→ **Rows**:
—————
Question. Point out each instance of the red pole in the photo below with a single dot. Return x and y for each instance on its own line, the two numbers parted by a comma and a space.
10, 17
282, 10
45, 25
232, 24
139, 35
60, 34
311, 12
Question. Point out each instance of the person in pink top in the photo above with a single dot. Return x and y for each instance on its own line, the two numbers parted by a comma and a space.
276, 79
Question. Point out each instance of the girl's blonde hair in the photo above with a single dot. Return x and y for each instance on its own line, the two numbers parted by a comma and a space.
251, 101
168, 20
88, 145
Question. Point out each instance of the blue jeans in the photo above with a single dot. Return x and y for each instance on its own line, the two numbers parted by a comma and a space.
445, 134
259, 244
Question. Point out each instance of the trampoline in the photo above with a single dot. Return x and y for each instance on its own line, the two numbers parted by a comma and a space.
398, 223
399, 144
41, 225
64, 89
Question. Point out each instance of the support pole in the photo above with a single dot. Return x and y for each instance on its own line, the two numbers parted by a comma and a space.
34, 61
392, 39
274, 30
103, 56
—————
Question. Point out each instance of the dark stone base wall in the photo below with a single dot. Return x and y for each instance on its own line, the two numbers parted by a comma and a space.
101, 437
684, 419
—————
→ **Task instructions**:
Count the lines in the listing that contain the word "with", and give only that number.

→ **Exercise solution**:
7